Enerji Konsantrasyonu / Psikolojik Sorunlar
?Meditasyon esnasında beyin, uyku ve hipnoz halindekinden daha farklı bir şekilde alfa ve teta dalgaları yayar. Beyin, aktif olduğu zamanlarda beta dalgaları yaymaktadır. Alfa dalgaları uyku ile uyanıklık arasında genellikle tam bir duyumsal ve zihinsel dinlenme halinde ortaya çıkar.'
(James Hewitt, Meditasyon,1990)
Gerçekte bedeni incelerken, enerji temeline dayanarak çalıştığını göz ardı edemeyiz. Maddeyi, enerji olarak adlandırdığımız soyut olgu düzeyini göz önüne almaksızın incelemek olanaksızdır.
Enerji hareket etmemizi ve ışığın yanmasını sağlar.

◆ Sağlanan Veriler
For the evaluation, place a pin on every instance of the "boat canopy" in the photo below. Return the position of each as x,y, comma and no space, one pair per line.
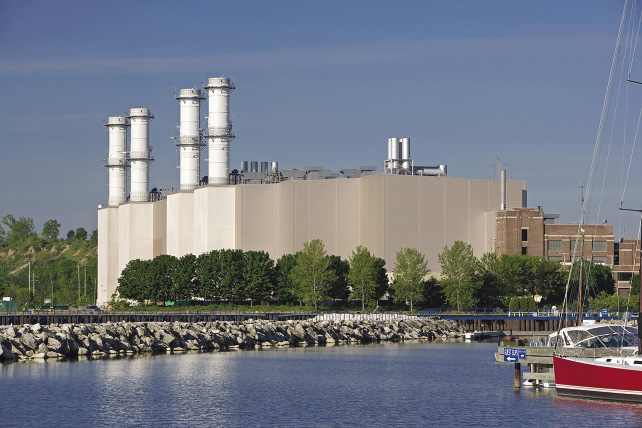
596,336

◆ Görev
Meditasyon ve enerji üzerine metnin "Gerçekte bedeni incelerken, enerji" ifadesinden başlayıp "almaksızın incelemek olanaksızdır." ifadesine kadar olan kısmını, bu son ifade de dahil olmak üzere harfi harfine kopyalayın.

◆ Görevin Çözümü
Gerçekte bedeni incelerken, enerji temeline dayanarak çalıştığını göz ardı edemeyiz. Maddeyi, enerji olarak adlandırdığımız soyut olgu düzeyini göz önüne almaksızın incelemek olanaksızdır.